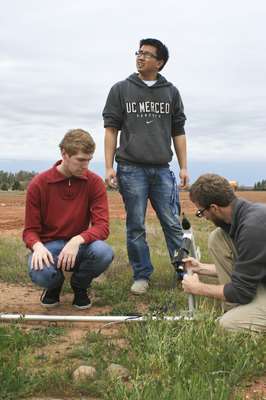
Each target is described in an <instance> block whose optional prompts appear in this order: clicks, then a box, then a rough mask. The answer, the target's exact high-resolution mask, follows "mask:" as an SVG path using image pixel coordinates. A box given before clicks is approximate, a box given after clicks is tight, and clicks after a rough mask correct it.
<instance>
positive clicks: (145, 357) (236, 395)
mask: <svg viewBox="0 0 266 400" xmlns="http://www.w3.org/2000/svg"><path fill="white" fill-rule="evenodd" d="M240 195H241V196H242V197H247V196H251V200H257V201H261V202H266V192H241V193H240ZM108 196H109V200H110V214H111V234H110V237H109V239H108V242H109V243H110V244H111V245H112V247H113V248H114V250H115V254H116V257H115V260H114V262H113V264H112V266H111V267H110V268H109V270H108V271H107V273H106V274H105V277H103V279H101V280H99V281H98V282H95V283H94V284H93V287H92V290H91V296H92V300H93V307H92V308H91V309H89V310H84V311H76V310H73V308H72V307H71V302H72V292H71V290H70V288H69V283H68V280H67V282H66V284H65V287H64V292H63V295H62V298H61V305H60V307H59V308H57V309H53V310H50V311H46V310H44V309H43V308H42V307H41V306H40V305H39V297H40V293H41V290H40V289H38V288H36V287H35V286H33V285H31V283H30V282H29V278H28V274H27V267H26V257H27V250H26V249H25V248H24V245H23V243H22V242H21V239H20V233H21V230H22V226H23V216H24V203H25V194H21V193H15V194H14V193H0V231H1V236H0V312H22V313H35V314H40V313H42V314H43V313H47V314H49V313H50V314H60V315H62V314H66V315H73V314H80V315H87V314H89V315H107V314H109V315H110V314H112V315H132V314H134V315H135V314H143V313H144V314H146V315H147V317H148V319H149V317H150V316H151V315H157V316H158V317H162V316H163V315H176V314H179V313H181V312H184V314H185V311H186V310H187V296H186V295H184V293H183V292H182V290H181V289H180V288H177V287H176V282H174V279H173V278H174V272H173V268H172V266H171V265H170V262H169V258H168V254H167V249H166V247H165V243H164V239H163V235H162V232H161V228H160V226H159V224H158V221H157V219H156V218H154V213H153V211H152V210H151V209H150V208H149V210H148V219H147V236H148V241H149V243H150V247H151V257H152V261H153V263H154V266H155V271H154V274H153V275H152V280H151V287H150V290H149V291H148V293H147V294H146V295H145V296H143V297H136V296H134V295H132V294H130V293H129V288H130V285H131V282H132V277H131V269H130V267H129V265H128V262H127V254H126V246H125V221H124V217H125V214H124V210H123V205H122V202H121V198H120V195H119V194H118V193H116V192H109V193H108ZM249 198H250V197H249ZM181 202H182V208H183V210H184V211H185V212H186V213H187V214H189V215H190V219H191V222H192V225H193V228H194V231H195V236H196V241H197V244H198V245H199V246H200V248H201V253H202V261H206V262H208V261H209V256H208V254H207V250H206V243H207V237H208V233H209V232H210V230H211V229H212V225H211V224H209V223H207V222H206V221H203V220H199V219H197V218H196V217H194V216H193V212H194V211H195V210H194V208H193V206H192V204H191V203H190V202H189V200H188V194H187V193H181ZM198 307H199V308H198V317H197V319H196V320H195V321H193V322H185V321H181V322H178V321H177V322H173V323H169V322H165V321H162V320H161V321H151V320H148V321H147V322H146V323H129V324H123V325H115V324H112V325H107V326H104V325H103V324H99V323H98V324H97V323H85V324H84V323H83V324H81V323H76V324H67V323H65V324H59V323H35V324H34V323H33V324H31V325H30V324H29V323H27V324H25V325H23V324H20V323H17V324H10V325H8V324H3V323H2V324H0V382H1V385H0V399H5V400H13V399H15V398H25V399H30V398H31V399H32V396H36V397H38V398H39V397H40V396H41V398H42V399H44V398H45V396H49V399H51V397H53V398H57V399H63V398H64V399H68V398H72V399H73V398H82V399H84V400H85V399H87V400H89V399H91V400H92V399H93V400H94V399H98V400H100V399H101V400H103V399H104V400H127V399H130V400H155V399H158V398H160V399H161V400H175V399H178V400H179V399H180V400H206V399H207V398H210V399H212V400H243V399H257V400H262V399H264V398H265V397H263V396H264V395H265V393H266V391H263V390H264V389H263V387H264V382H265V379H263V378H258V377H260V376H261V375H263V374H264V373H265V360H266V354H265V351H266V350H265V337H263V335H256V334H249V333H241V334H228V333H224V332H222V331H221V330H220V329H219V328H218V326H217V323H216V321H215V319H216V317H217V316H219V315H220V313H221V309H220V305H219V302H216V301H214V300H206V299H198ZM111 363H116V364H120V365H123V366H124V367H126V368H127V369H128V370H129V372H130V377H129V378H125V379H120V378H115V377H111V376H110V375H109V374H108V372H107V371H108V370H107V368H108V366H109V365H110V364H111ZM80 365H92V366H94V367H95V368H96V371H97V373H96V376H95V377H94V378H92V379H87V380H86V381H83V382H82V381H80V382H74V381H73V376H72V374H73V371H74V370H75V368H77V367H78V366H80ZM254 377H257V379H256V381H255V383H254ZM248 385H249V386H250V387H249V388H247V386H248ZM263 393H264V394H263ZM247 395H249V397H246V396H247ZM36 397H35V398H36ZM47 398H48V397H47Z"/></svg>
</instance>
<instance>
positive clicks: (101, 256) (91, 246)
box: [28, 240, 114, 289]
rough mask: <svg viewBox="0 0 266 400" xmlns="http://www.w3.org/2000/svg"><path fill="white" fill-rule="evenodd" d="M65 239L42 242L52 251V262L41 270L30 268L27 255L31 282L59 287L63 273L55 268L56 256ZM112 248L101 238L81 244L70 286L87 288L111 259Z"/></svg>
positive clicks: (56, 259) (103, 268)
mask: <svg viewBox="0 0 266 400" xmlns="http://www.w3.org/2000/svg"><path fill="white" fill-rule="evenodd" d="M66 243H67V241H65V240H54V241H52V242H47V243H44V246H45V247H46V248H47V249H48V250H49V251H50V252H51V253H52V255H53V259H54V264H51V265H50V266H49V267H47V266H45V267H44V269H43V270H33V269H31V266H30V265H31V259H32V255H30V256H29V260H28V265H29V275H30V278H31V280H32V282H33V283H35V284H36V285H38V286H41V287H43V288H45V289H55V288H58V287H61V286H62V284H63V282H64V279H65V278H64V274H63V272H62V270H61V269H57V267H56V265H57V260H58V256H59V254H60V252H61V250H62V249H63V247H64V246H65V244H66ZM113 257H114V255H113V250H112V249H111V247H110V246H109V245H108V244H106V243H105V242H103V241H101V240H96V241H95V242H92V243H90V244H82V245H81V246H80V247H79V251H78V254H77V258H76V262H75V265H74V268H73V269H72V270H71V272H73V274H72V276H71V281H70V283H71V287H72V288H80V289H87V288H88V287H89V285H90V283H91V281H92V279H93V278H96V277H97V276H99V275H100V274H101V273H102V272H104V271H105V270H106V269H107V268H108V266H109V265H110V264H111V262H112V260H113Z"/></svg>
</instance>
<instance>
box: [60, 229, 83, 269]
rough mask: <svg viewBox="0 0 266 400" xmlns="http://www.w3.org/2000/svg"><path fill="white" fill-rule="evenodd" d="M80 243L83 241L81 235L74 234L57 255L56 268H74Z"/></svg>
mask: <svg viewBox="0 0 266 400" xmlns="http://www.w3.org/2000/svg"><path fill="white" fill-rule="evenodd" d="M82 243H84V239H83V238H82V236H80V235H77V236H74V237H73V238H72V239H71V240H70V241H69V242H68V243H67V244H66V245H65V246H64V247H63V249H62V250H61V252H60V254H59V256H58V261H57V268H62V269H63V270H65V271H69V270H70V269H72V268H74V266H75V261H76V257H77V254H78V251H79V246H80V244H82Z"/></svg>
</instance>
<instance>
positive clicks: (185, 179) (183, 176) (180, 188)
mask: <svg viewBox="0 0 266 400" xmlns="http://www.w3.org/2000/svg"><path fill="white" fill-rule="evenodd" d="M179 178H180V185H179V186H180V189H186V187H187V186H188V183H189V175H188V170H187V169H186V168H181V169H180V171H179Z"/></svg>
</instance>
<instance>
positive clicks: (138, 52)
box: [135, 50, 158, 60]
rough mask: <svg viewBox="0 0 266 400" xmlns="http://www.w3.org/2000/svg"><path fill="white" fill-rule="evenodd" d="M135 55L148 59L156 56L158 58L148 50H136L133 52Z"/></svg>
mask: <svg viewBox="0 0 266 400" xmlns="http://www.w3.org/2000/svg"><path fill="white" fill-rule="evenodd" d="M135 56H137V57H143V58H144V59H145V60H150V59H151V58H156V59H158V57H157V56H155V55H154V54H152V53H150V52H149V51H141V50H139V51H136V52H135Z"/></svg>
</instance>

· · ·

▶ **THE PROBLEM**:
Using the data above, print exactly the lines from the line that contains "positive clicks: (101, 256) (91, 246)" through the line that contains "box: [60, 229, 83, 269]", with both included.

▶ **COMPLETED EXERCISE**:
positive clicks: (101, 256) (91, 246)
box: [28, 240, 114, 289]
rough mask: <svg viewBox="0 0 266 400" xmlns="http://www.w3.org/2000/svg"><path fill="white" fill-rule="evenodd" d="M65 239L42 242L52 251V262L41 270L30 268L27 255L31 282L59 287L63 273L55 268L56 256ZM112 248L101 238L81 244L70 286L87 288L111 259Z"/></svg>
positive clicks: (56, 259) (103, 268)
mask: <svg viewBox="0 0 266 400" xmlns="http://www.w3.org/2000/svg"><path fill="white" fill-rule="evenodd" d="M66 243H67V241H65V240H54V241H52V242H47V243H44V246H45V247H46V248H47V249H48V250H49V251H50V252H51V253H52V255H53V259H54V264H51V265H50V266H49V267H47V266H45V267H44V269H43V270H33V269H31V266H30V265H31V259H32V255H30V256H29V260H28V265H29V275H30V278H31V280H32V282H33V283H35V284H36V285H38V286H41V287H43V288H45V289H55V288H58V287H61V286H62V284H63V282H64V279H65V278H64V274H63V272H62V270H61V269H57V267H56V265H57V260H58V256H59V254H60V252H61V250H62V249H63V247H64V246H65V244H66ZM113 257H114V255H113V250H112V249H111V247H110V246H109V245H108V244H106V243H105V242H103V241H101V240H96V241H95V242H92V243H90V244H82V245H81V246H80V247H79V251H78V254H77V258H76V262H75V265H74V268H73V269H72V270H71V272H73V274H72V276H71V281H70V283H71V287H72V288H80V289H87V288H88V287H89V285H90V283H91V281H92V279H93V278H96V277H97V276H99V275H100V274H101V273H102V272H104V271H105V270H106V269H107V268H108V266H109V265H110V264H111V262H112V260H113Z"/></svg>
</instance>
<instance>
box: [60, 229, 83, 269]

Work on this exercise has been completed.